**GIVEN ENTRIES**
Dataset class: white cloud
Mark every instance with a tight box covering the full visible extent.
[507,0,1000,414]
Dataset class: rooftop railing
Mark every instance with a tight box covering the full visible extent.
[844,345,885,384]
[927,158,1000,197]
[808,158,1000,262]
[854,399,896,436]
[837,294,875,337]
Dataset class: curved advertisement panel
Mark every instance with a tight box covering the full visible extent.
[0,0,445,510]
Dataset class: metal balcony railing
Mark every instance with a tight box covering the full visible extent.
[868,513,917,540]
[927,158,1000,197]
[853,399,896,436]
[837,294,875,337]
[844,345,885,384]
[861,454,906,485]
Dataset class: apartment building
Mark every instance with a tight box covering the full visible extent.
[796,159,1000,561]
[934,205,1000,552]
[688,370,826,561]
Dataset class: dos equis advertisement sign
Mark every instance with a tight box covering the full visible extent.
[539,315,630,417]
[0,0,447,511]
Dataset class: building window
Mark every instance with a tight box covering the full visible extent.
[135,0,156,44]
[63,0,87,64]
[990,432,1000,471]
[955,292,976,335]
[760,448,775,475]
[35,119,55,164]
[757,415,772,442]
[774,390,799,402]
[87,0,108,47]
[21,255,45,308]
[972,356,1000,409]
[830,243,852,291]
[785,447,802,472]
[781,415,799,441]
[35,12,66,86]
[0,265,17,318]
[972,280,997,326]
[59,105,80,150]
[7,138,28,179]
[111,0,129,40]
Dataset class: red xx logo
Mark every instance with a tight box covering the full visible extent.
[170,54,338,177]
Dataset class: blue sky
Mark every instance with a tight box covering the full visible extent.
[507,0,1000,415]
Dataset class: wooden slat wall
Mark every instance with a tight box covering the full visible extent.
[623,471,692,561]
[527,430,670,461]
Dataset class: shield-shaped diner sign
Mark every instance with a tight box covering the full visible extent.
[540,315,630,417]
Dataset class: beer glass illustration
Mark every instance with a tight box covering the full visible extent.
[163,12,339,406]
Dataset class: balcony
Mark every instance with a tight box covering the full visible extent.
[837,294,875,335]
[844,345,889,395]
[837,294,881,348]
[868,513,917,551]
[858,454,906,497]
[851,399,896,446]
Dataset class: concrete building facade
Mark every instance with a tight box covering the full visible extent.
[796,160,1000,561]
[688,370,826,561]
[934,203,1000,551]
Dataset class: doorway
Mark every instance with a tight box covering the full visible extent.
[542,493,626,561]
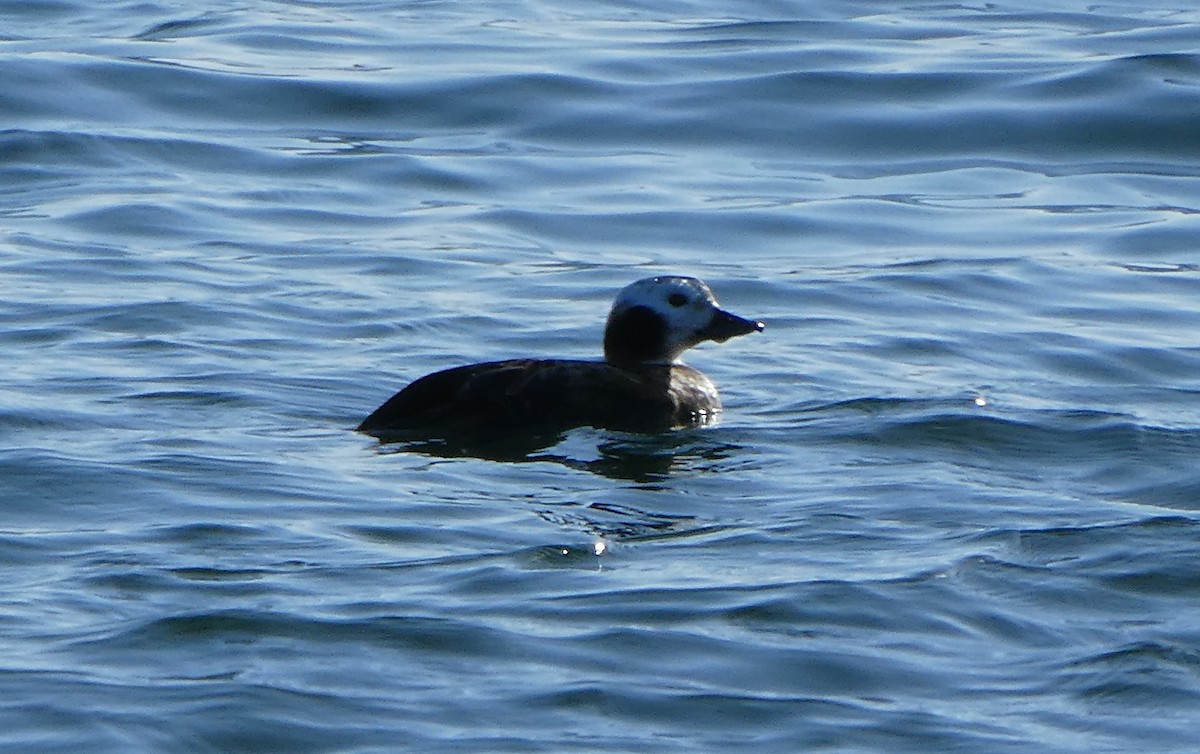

**TO BE DONE**
Can you rewrite the records starting at the line containing "Dataset class: curved advertisement panel" and ending at the line containing "[527,430,670,461]", shifting every bounding-box coordinate up by 66 and keeping all other lines as they are, with nothing from outside that span?

**THE OUTPUT**
Dataset class: curved advertisement panel
Mark every instance with a tight box covering the full visible extent.
[66,66,511,576]
Dataset class: metal balcony railing
Mark every instance with a tight box covering the full visible extent.
[934,579,983,606]
[993,224,1066,263]
[919,465,962,502]
[903,360,941,403]
[910,411,951,450]
[927,520,972,551]
Dataset class: apartment building
Mark every instance with a tight box covering the full visible extent.
[862,225,1066,627]
[1000,271,1066,618]
[754,436,892,627]
Dataset class: dos equis advertisement sign
Mark every instance with a tight box covering the full visible extent.
[605,381,696,483]
[66,66,513,577]
Dataset class: building window
Mark every instance with a tight box covering the full visible extent.
[201,66,222,110]
[129,66,153,130]
[1056,498,1066,537]
[1021,358,1042,401]
[826,514,841,541]
[101,185,121,230]
[823,481,838,508]
[840,456,865,468]
[153,66,174,113]
[87,321,111,374]
[1038,422,1066,475]
[896,309,918,357]
[851,513,868,538]
[847,481,865,507]
[101,78,132,152]
[66,331,83,384]
[1038,346,1063,392]
[125,171,146,216]
[73,204,94,245]
[177,66,195,106]
Dataset class: red xx logo
Mark every instance with a tight box covering the full visible extent.
[236,120,404,243]
Dataset class: blue sky
Mark every instance with a tight box covering the full visible extent.
[573,66,1066,481]
Dataset class: wooden slat wall
Mark every instance with a tight box covering the full visible extent.
[689,537,758,627]
[593,496,736,527]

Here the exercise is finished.